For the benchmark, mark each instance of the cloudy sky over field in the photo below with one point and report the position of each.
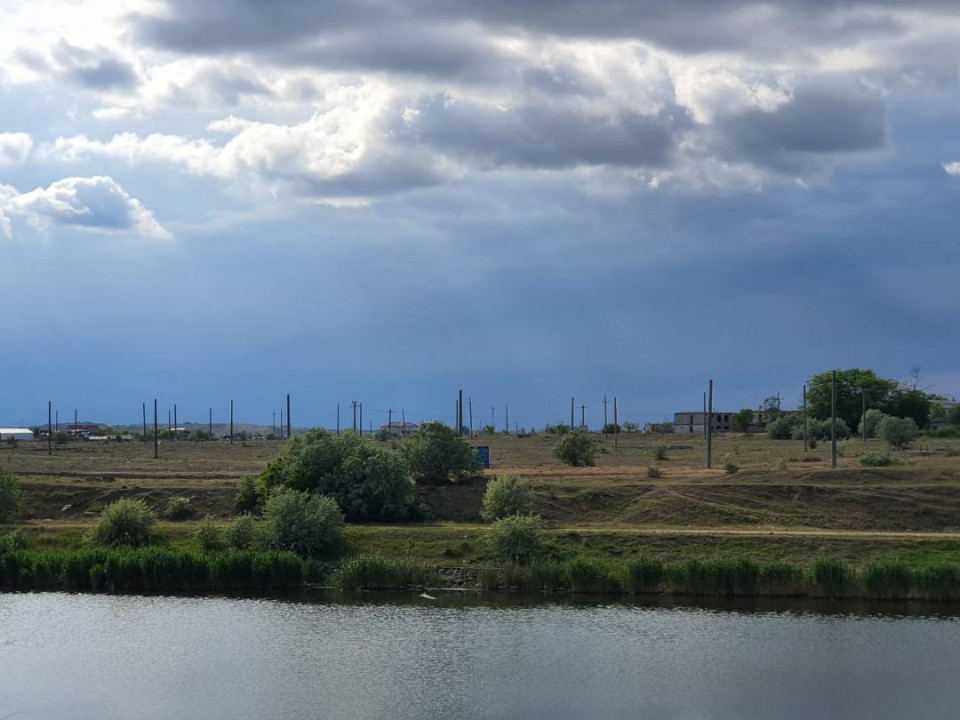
(386, 200)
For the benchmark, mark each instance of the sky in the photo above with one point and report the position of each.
(390, 200)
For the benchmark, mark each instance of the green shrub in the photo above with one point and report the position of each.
(939, 582)
(243, 533)
(178, 508)
(899, 432)
(125, 522)
(877, 460)
(208, 535)
(506, 495)
(375, 572)
(11, 497)
(302, 523)
(248, 498)
(576, 449)
(591, 575)
(437, 454)
(517, 539)
(888, 580)
(832, 578)
(368, 481)
(641, 575)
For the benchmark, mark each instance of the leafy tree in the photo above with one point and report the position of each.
(871, 420)
(306, 524)
(518, 539)
(899, 432)
(914, 404)
(11, 497)
(126, 522)
(742, 420)
(436, 454)
(785, 427)
(506, 495)
(368, 481)
(577, 449)
(852, 384)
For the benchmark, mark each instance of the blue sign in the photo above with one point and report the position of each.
(483, 454)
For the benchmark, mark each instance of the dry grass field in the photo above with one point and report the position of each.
(782, 503)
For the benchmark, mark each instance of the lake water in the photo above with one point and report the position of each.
(103, 657)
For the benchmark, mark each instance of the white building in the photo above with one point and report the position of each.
(16, 433)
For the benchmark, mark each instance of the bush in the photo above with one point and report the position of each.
(436, 454)
(506, 495)
(126, 522)
(576, 449)
(178, 508)
(248, 499)
(517, 539)
(302, 523)
(899, 432)
(11, 497)
(243, 533)
(208, 535)
(877, 460)
(368, 481)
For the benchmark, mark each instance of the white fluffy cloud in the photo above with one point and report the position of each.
(89, 203)
(14, 148)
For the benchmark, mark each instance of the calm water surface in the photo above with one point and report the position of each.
(103, 657)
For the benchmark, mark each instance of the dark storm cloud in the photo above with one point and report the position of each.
(817, 121)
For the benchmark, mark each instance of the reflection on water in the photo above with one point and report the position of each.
(467, 656)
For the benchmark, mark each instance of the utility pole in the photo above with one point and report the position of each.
(710, 426)
(616, 424)
(833, 421)
(805, 441)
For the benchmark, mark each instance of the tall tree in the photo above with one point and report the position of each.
(852, 385)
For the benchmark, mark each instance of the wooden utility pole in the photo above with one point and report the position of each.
(806, 443)
(616, 424)
(833, 421)
(709, 420)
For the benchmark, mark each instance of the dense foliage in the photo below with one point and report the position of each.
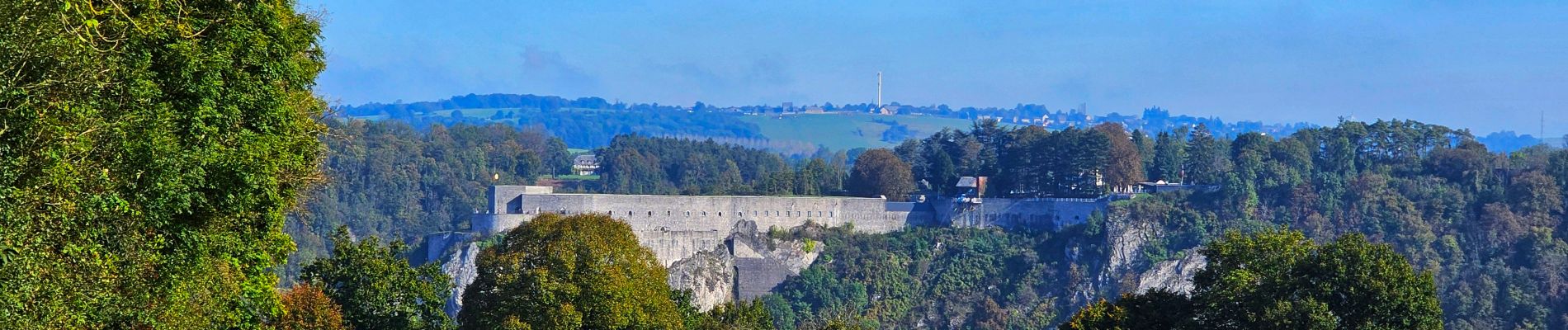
(637, 165)
(1282, 280)
(938, 277)
(148, 153)
(388, 180)
(308, 309)
(880, 174)
(378, 288)
(1026, 162)
(582, 271)
(1487, 225)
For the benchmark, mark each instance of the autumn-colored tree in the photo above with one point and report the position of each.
(148, 155)
(308, 309)
(880, 172)
(582, 271)
(1123, 163)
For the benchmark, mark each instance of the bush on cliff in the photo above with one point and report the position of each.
(1283, 280)
(569, 272)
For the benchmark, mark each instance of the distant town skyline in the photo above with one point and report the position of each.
(1485, 68)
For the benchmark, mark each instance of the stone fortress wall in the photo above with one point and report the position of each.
(705, 238)
(678, 227)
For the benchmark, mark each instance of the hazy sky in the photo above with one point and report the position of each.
(1485, 68)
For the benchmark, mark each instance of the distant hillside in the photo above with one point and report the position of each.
(592, 122)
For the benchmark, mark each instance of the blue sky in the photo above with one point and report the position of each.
(1479, 66)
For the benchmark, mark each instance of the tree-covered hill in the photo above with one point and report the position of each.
(1489, 225)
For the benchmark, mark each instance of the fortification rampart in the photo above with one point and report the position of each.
(678, 227)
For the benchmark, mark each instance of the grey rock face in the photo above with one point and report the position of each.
(1174, 274)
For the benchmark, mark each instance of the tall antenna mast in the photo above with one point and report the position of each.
(878, 91)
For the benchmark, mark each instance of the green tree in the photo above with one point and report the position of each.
(148, 155)
(1170, 153)
(569, 272)
(1123, 166)
(1207, 158)
(1280, 279)
(378, 288)
(878, 172)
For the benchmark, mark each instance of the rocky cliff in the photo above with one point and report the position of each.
(747, 265)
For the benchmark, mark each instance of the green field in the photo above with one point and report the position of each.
(791, 134)
(843, 132)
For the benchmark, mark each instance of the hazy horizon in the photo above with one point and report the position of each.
(1466, 66)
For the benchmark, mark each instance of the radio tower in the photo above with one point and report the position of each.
(878, 91)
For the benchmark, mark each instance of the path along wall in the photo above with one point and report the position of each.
(676, 227)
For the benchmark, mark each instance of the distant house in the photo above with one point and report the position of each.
(585, 165)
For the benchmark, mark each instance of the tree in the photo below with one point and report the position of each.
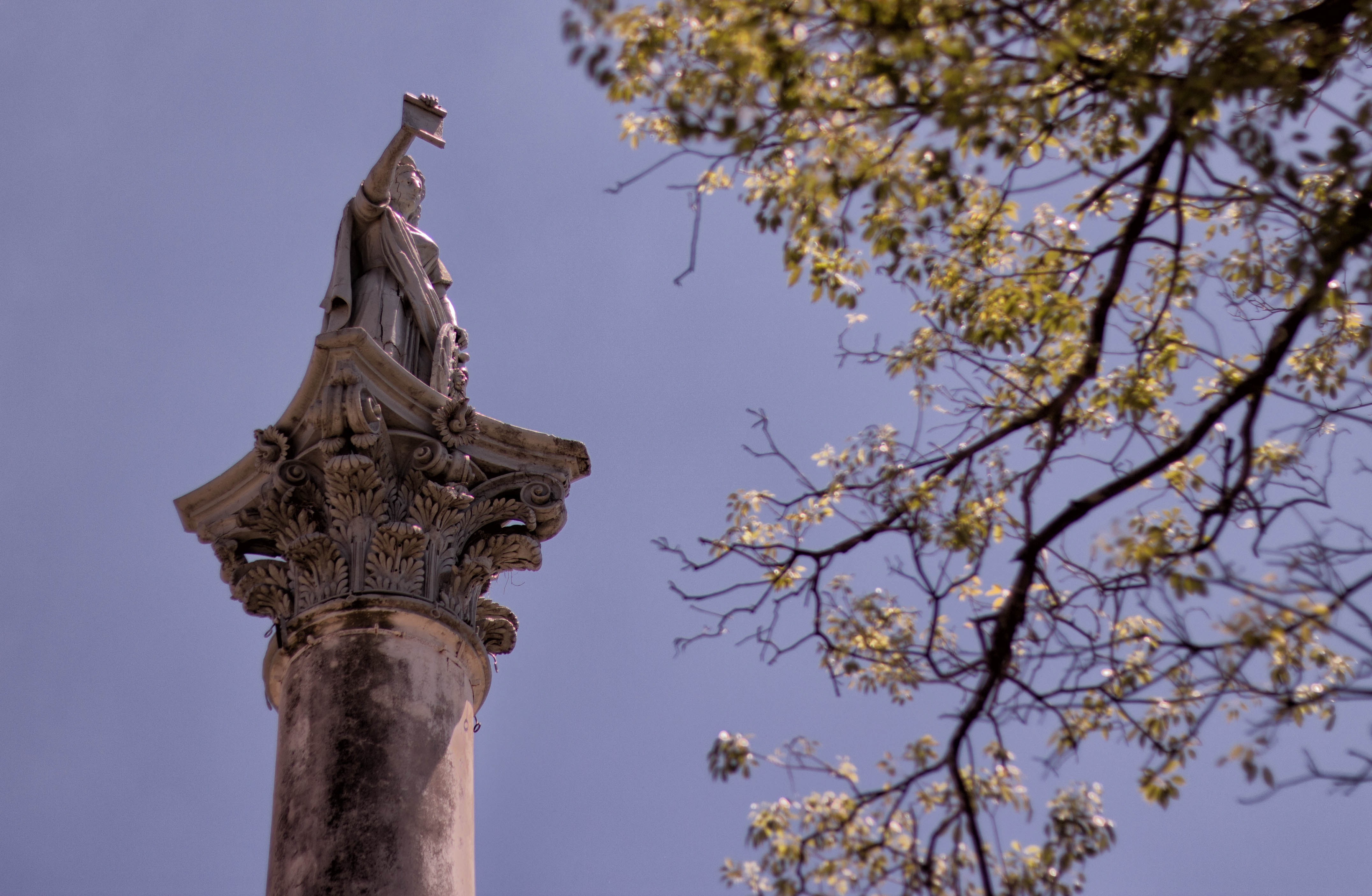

^^^^

*Instructions for the task*: Copy every one of the entries above word for word, in the same order. Leave the pictures out.

*Solution to the exercise*:
For the benchmark, mark each instance of the cloudy sky over field in the photo below with one point and report the position of each.
(386, 200)
For the benchmark, mark each instance of the sky in the photo above with one point and report the position of each.
(390, 200)
For the benchmark, mark each instance of the green shrub in the photo above with one point and report the position of each.
(939, 582)
(243, 533)
(178, 508)
(899, 432)
(125, 522)
(877, 460)
(208, 535)
(506, 495)
(375, 572)
(11, 497)
(302, 523)
(248, 498)
(576, 449)
(591, 575)
(437, 454)
(517, 539)
(888, 580)
(832, 578)
(368, 481)
(641, 575)
For the benchmark, mark each instance of the leafy tree in the photo above with one point and report the position of each.
(871, 420)
(306, 524)
(518, 539)
(899, 432)
(914, 404)
(11, 497)
(126, 522)
(742, 420)
(436, 454)
(785, 427)
(506, 495)
(368, 481)
(577, 449)
(852, 384)
For the benchmark, mark each instance of the blue sign in the photo above with one point and report the position of each.
(483, 454)
For the benchmark, mark each instance of the dry grass field in the photo above with one point and report the position of each.
(782, 503)
For the benchmark, mark each instance of the lake water in the photo above with one point and report the position of each.
(103, 657)
For the benchmark, mark each instance of the white building in the photo above with one point and report the position of each.
(16, 433)
For the benchmark, mark each instance of the bush in the photo above with one point and report the position of each.
(436, 454)
(506, 495)
(126, 522)
(576, 449)
(178, 508)
(248, 499)
(517, 539)
(302, 523)
(899, 432)
(11, 497)
(243, 533)
(208, 535)
(877, 460)
(368, 481)
For the benchmark, mark each instance of the white fluffy cloud in the photo above with one point and report the position of each.
(89, 203)
(14, 148)
For the benchmark, mark each instance of the calm water surface in the photo above with one point and report the position of each.
(103, 657)
For the benchmark, mark each instance of the dark storm cloud in the photo above with one point and report the position of each.
(817, 121)
For the benchmark, mark each instance of the reflection on water in the photo above with one point and report the position of each.
(467, 656)
For the benchmark, mark each instance of the utility pole in the photo above with one point and report the position of each.
(710, 426)
(616, 424)
(833, 421)
(805, 441)
For the benchmark, mark each instance of the tall tree in the photo above with one point and report the position of each.
(852, 385)
For the benchmark, mark each instance of the wooden utility pole in the photo above with one point and report the position of each.
(806, 443)
(616, 424)
(833, 421)
(709, 420)
For the benchmark, mark each instance of the dense foliage in the photo below with one point and report the position of each.
(637, 165)
(1282, 280)
(938, 277)
(148, 153)
(388, 180)
(308, 309)
(880, 174)
(378, 288)
(1026, 162)
(582, 271)
(1487, 225)
For the benchmark, mark each instance of the autumn-colored tree in the photo above with one point and report the position of each.
(148, 155)
(308, 309)
(880, 172)
(582, 271)
(1123, 163)
For the benchmark, mark each instance of the bush on cliff in the photo above with one point and report the position of each.
(1283, 280)
(569, 272)
For the benchmark, mark each instance of the distant town skyline in the photo above with one point and report the position of each.
(1485, 68)
For the benchmark, mark each instance of the stone fortress wall in the photo above with one point and report the position of each.
(705, 238)
(678, 227)
For the benchmark, mark each instance of the hazy sky in the photo above with one point and report the position of each.
(1485, 68)
For the benchmark, mark each instance of the distant hillside in the photo above with one point and report the position of each.
(592, 122)
For the benchmark, mark each instance of the blue sky in the photo above with one point and report the position of each.
(1479, 66)
For the benchmark, mark each instance of the tree-covered hill in the photo above with one point and report the position of each.
(1489, 225)
For the benchmark, mark each instance of the fortification rampart in the photo above with one point and report the position of each.
(678, 227)
For the benchmark, mark each instance of the grey rock face in the photo above with one point and report the position of each.
(1174, 274)
For the benchmark, mark each instance of the tall antenna mast in the photo above with one point and report the position of each.
(878, 91)
For the benchmark, mark each instance of the green tree in the photo above with one point and report the position of each.
(148, 155)
(1170, 153)
(569, 272)
(1123, 166)
(1207, 158)
(1280, 279)
(378, 288)
(878, 172)
For the benchmark, mark each instance of the rocky cliff in the photo above with one point and report the position of each.
(747, 265)
For the benchmark, mark each instance of the green field in the photo above with one point and report the position of each.
(791, 134)
(843, 132)
For the benchmark, mark each instance of the hazy horizon in the photo above with one point and report the position of each.
(1466, 66)
For the benchmark, mark each instance of the radio tower in the photo above with one point and report the position of each.
(878, 91)
For the benchmark, mark each instance of the path along wall in the photo above with one point and report the position of each.
(676, 227)
For the benchmark, mark each instance of the distant house in the photo above with one point and report the position of each.
(585, 165)
For the benchmark, mark each instance of the tree in the photo below with one point and report the position of each.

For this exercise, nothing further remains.